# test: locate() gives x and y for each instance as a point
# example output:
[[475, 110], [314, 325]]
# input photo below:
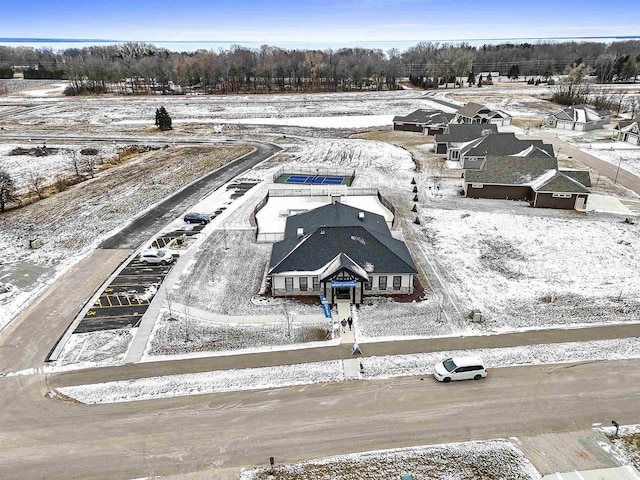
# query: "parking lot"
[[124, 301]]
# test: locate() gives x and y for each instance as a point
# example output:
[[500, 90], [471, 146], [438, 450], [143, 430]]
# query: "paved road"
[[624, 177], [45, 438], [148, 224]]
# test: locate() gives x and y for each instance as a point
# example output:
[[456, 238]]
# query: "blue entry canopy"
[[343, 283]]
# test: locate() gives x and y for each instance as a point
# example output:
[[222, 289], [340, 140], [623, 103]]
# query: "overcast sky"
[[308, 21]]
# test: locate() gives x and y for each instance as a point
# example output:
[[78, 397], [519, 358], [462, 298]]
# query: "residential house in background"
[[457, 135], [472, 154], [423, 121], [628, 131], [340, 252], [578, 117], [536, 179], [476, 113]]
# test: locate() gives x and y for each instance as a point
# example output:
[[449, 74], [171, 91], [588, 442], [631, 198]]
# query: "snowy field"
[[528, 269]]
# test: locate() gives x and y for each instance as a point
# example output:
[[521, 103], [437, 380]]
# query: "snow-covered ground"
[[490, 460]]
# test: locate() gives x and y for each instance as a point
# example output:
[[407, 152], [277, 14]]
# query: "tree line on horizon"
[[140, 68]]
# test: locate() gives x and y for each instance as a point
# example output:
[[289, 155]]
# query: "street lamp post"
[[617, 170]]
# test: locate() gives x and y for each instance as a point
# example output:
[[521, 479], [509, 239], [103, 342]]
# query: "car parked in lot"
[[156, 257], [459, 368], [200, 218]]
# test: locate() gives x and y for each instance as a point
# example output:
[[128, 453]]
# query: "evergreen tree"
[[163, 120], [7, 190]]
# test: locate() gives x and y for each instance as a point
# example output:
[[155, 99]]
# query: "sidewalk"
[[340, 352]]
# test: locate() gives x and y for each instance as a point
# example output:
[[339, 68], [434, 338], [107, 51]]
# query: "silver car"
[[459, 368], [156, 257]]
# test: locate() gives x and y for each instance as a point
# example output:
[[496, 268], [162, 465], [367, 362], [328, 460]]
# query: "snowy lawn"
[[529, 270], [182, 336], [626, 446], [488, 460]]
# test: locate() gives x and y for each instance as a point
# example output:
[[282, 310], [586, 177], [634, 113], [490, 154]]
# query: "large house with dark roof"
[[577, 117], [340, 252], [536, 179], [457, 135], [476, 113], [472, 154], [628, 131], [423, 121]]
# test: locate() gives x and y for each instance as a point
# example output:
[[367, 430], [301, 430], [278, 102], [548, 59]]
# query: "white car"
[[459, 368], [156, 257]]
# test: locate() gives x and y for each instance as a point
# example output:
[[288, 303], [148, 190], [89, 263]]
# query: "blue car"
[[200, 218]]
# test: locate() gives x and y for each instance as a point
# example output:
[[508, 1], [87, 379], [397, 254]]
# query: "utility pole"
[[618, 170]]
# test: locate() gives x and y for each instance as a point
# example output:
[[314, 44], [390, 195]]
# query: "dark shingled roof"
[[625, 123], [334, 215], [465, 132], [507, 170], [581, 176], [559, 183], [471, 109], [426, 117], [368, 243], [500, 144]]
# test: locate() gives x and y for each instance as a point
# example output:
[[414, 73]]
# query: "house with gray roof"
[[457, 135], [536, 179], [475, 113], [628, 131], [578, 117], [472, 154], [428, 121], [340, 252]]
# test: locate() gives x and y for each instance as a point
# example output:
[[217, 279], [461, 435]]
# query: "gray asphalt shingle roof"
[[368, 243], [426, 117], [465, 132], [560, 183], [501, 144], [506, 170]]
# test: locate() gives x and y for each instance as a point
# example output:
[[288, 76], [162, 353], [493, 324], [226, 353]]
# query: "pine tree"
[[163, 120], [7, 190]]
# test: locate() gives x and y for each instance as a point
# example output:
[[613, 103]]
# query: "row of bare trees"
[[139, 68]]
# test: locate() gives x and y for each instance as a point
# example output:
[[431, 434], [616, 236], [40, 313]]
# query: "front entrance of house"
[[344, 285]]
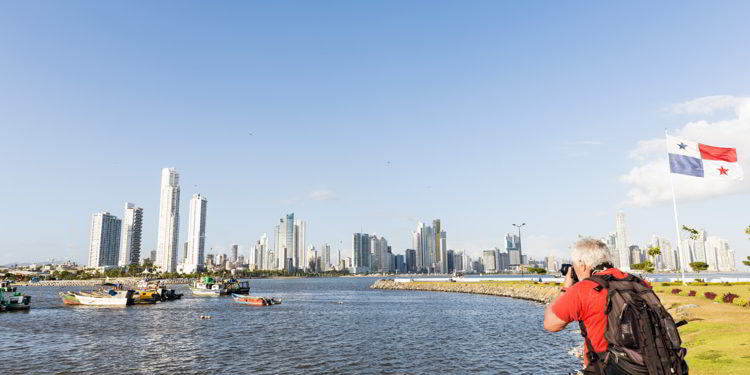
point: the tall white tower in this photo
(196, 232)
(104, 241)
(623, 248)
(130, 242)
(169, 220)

------------------------------------------------------------

Once the images are removed, print the remaining data exactly as it appears above.

Answer to the exercise:
# test: locate() gives x and y for each instance as a point
# example output:
[[475, 110], [314, 325]]
# input photo below:
# query: "parking lot"
[[124, 301]]
# test: locate() gives x and y for each instance as a point
# example output:
[[500, 90], [471, 146], [438, 450], [143, 430]]
# query: "paved road"
[[624, 177], [45, 438], [148, 224]]
# test: locate() gives x and y for each instance as a point
# example output:
[[456, 238]]
# query: "blue entry canopy"
[[343, 283]]
# test: locate() gives x and y for each instance as a point
# example output:
[[222, 289], [340, 140], [623, 103]]
# query: "overcast sky"
[[308, 21]]
# test: locate() gives x and y for each instance as a point
# example output:
[[78, 397], [519, 358], [462, 298]]
# query: "residential house in background"
[[457, 135], [472, 154], [423, 121], [628, 131], [340, 252], [578, 117], [536, 179], [476, 113]]
# test: locate() gives x and y for each instance as a point
# example output:
[[449, 74], [171, 91], [588, 442], [631, 198]]
# query: "snowy field"
[[528, 269]]
# test: locate() gives x and y for each instance as a point
# example output:
[[521, 103], [437, 380]]
# query: "snow-covered ground"
[[490, 460]]
# test: locate() gives x and y for each instance as a point
# example output:
[[407, 152], [277, 14]]
# query: "tree line on horizon"
[[140, 68]]
# test: locate() gives x and y for each instance as a point
# example output:
[[289, 155]]
# query: "street lamp post"
[[617, 170]]
# test: locate() gives x and y for each instance as a point
# example output:
[[521, 479], [509, 239], [103, 342]]
# query: "car parked in lot"
[[156, 257], [459, 368], [200, 218]]
# test: locate() gives x and y for each instance as a point
# example output:
[[128, 453]]
# query: "evergreen tree"
[[163, 120], [7, 190]]
# test: locate() gives x and y for each instance as a point
# example output:
[[155, 99]]
# query: "sidewalk"
[[340, 352]]
# test: locate() gives x and y for each instance as a point
# example output:
[[339, 68], [434, 338], [107, 51]]
# query: "silver car"
[[459, 368], [156, 257]]
# test: locate() gives x and y for each instance as a point
# example output:
[[496, 268], [162, 465], [367, 362], [328, 460]]
# query: "snowy lawn"
[[529, 270], [182, 336], [626, 446], [488, 460]]
# test: locate() gives x and y for each instance as a point
# example output:
[[282, 310], [586, 177], [634, 113], [490, 154]]
# query: "large house with dark roof"
[[577, 117], [340, 252], [536, 179], [457, 135], [476, 113], [472, 154], [628, 131], [423, 121]]
# test: locate() gives x and y for each instance as a point
# example output:
[[367, 430], [301, 430], [278, 102], [548, 59]]
# query: "white car"
[[459, 368], [156, 257]]
# test: locate() gives x and y for each instance as a point
# example output:
[[288, 303], [148, 190], [89, 263]]
# query: "blue car"
[[200, 218]]
# test: locate() gives x and y for each instance as a point
# example output:
[[508, 1], [87, 379], [397, 254]]
# query: "utility pole"
[[618, 170]]
# test: locate() gives x and y for each instance as a point
# example output:
[[314, 44], [390, 195]]
# query: "dark shingled roof"
[[625, 123], [334, 215], [465, 132], [507, 170], [581, 176], [559, 183], [471, 109], [426, 117], [368, 243], [500, 144]]
# test: locate() gives x and y for each instance as a point
# example output:
[[414, 73]]
# query: "house with gray roof"
[[457, 135], [536, 179], [475, 113], [628, 131], [578, 117], [472, 154], [428, 121], [340, 252]]
# test: locate() gives x and y for each instance as a point
# example output:
[[217, 279], [461, 435]]
# query: "gray asphalt shingle roof"
[[368, 243], [426, 117], [465, 132], [560, 183], [501, 144], [506, 170]]
# test: locate() gives x and y for each instance as a point
# example output:
[[288, 76], [162, 353], [493, 324], [226, 353]]
# query: "pine tree"
[[163, 120], [7, 190]]
# test: locate() gives x and y for each instance as a point
# example output:
[[613, 103]]
# query: "row of bare trees"
[[139, 68]]
# test: locate() gives x and y for each instance as a point
# example output:
[[431, 434], [616, 236], [40, 313]]
# query: "front entrance of house"
[[344, 285]]
point: the tall white tower in this photo
(196, 232)
(104, 241)
(623, 248)
(130, 242)
(169, 220)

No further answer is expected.